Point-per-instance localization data
------------------------------------------------------------

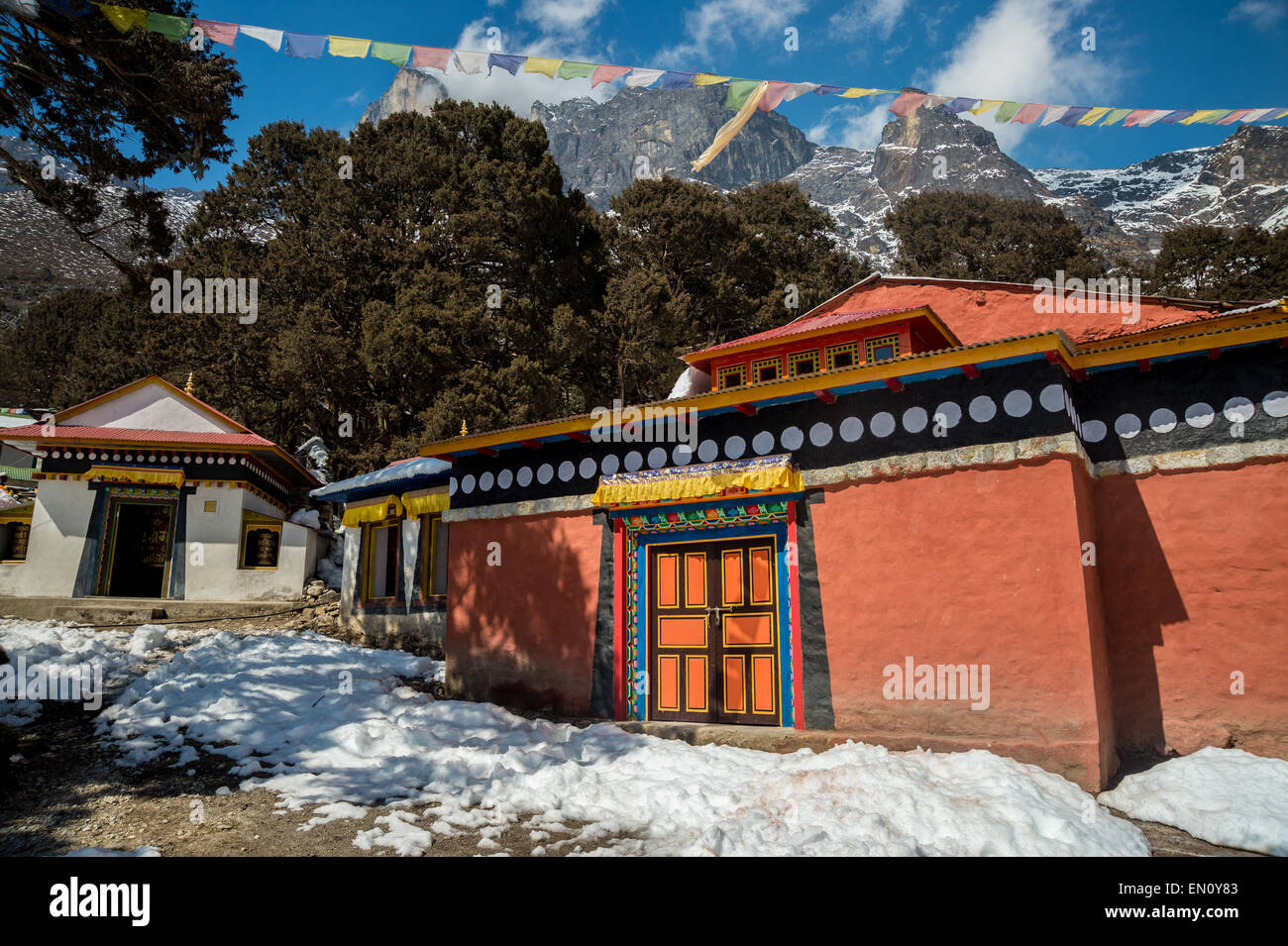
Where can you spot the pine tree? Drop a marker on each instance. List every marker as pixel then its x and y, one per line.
pixel 119 107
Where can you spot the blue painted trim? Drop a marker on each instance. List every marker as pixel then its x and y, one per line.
pixel 700 506
pixel 778 530
pixel 1160 360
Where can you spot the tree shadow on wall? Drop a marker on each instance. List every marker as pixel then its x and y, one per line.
pixel 1140 598
pixel 520 632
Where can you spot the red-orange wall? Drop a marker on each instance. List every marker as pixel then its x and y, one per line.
pixel 1193 573
pixel 522 633
pixel 969 567
pixel 978 313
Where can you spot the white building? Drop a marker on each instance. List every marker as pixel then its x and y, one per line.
pixel 147 491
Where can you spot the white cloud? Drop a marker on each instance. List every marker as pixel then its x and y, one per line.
pixel 563 20
pixel 851 126
pixel 518 91
pixel 719 24
pixel 1028 51
pixel 1262 14
pixel 868 17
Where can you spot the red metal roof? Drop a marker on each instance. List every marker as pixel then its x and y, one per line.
pixel 806 323
pixel 124 435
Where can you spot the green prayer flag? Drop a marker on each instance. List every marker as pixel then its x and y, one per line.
pixel 739 89
pixel 575 69
pixel 171 27
pixel 1008 110
pixel 390 52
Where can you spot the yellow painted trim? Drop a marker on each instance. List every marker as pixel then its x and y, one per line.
pixel 871 344
pixel 906 365
pixel 781 477
pixel 922 310
pixel 372 511
pixel 425 502
pixel 133 473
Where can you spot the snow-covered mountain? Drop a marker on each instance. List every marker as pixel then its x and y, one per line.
pixel 1124 211
pixel 1240 181
pixel 40 255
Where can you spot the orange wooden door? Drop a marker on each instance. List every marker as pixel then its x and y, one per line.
pixel 713 632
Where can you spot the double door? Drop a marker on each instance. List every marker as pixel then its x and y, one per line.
pixel 712 628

------------------------------------------------------------

What you will do = Your job is to copy every entry exactly. Omit the pictures.

Answer section =
Where can you spot the pine tree? Drop a marker on each instance. List every marker as pixel then its x and y, one per line.
pixel 119 107
Where can you spot the blue painted trim? Drop a marker on each instance. List every marker as pixel then its x and y, one per line.
pixel 700 506
pixel 778 530
pixel 1160 360
Where can you spot the tree shadow on wall? Drop a marker on each instance. List every marker as pixel then its x and y, one per line.
pixel 1140 598
pixel 520 632
Where can you spot the red-orange wall? Drop a marker on each instance. List every marker as pixel then its x and y, one per line.
pixel 1193 573
pixel 522 633
pixel 969 567
pixel 978 313
Where can you spot the white building? Drop a marker on each instance. List every marker as pixel then its x and y, one per line.
pixel 147 491
Where can you spot the white cloud? Drop a marker on each instance. List every marker as pixel then its x and y, one per line.
pixel 563 20
pixel 851 126
pixel 518 91
pixel 719 24
pixel 1028 51
pixel 1262 14
pixel 868 17
Where can you spot the red metal roof? Drop a marker on each instance. List every marker as pixel then its x and y, one per line.
pixel 806 323
pixel 124 435
Where can you spot the green prayer flag? Drop a marker on each instance. List every marker as pixel then its x and y, one per line.
pixel 739 89
pixel 575 69
pixel 171 27
pixel 1008 110
pixel 390 52
Where can you spot the yellow painted trim? Drop a marker on each instance. List every marker as pixel then its x and y, one per line.
pixel 871 344
pixel 906 365
pixel 781 477
pixel 922 310
pixel 372 511
pixel 425 502
pixel 133 473
Where can you spot the snow-covered mountain? Drop a marker on each instance. List every marker as pixel then its x and y, one per line.
pixel 1124 211
pixel 1240 181
pixel 40 255
Where can you spot the orange wooden door? Drop a marker on each instance. List every marker as pixel then its x and y, one per line.
pixel 713 632
Where can you spot the double door? Drop a marker on each instance. List every marker as pixel then its x and y, one per line.
pixel 712 628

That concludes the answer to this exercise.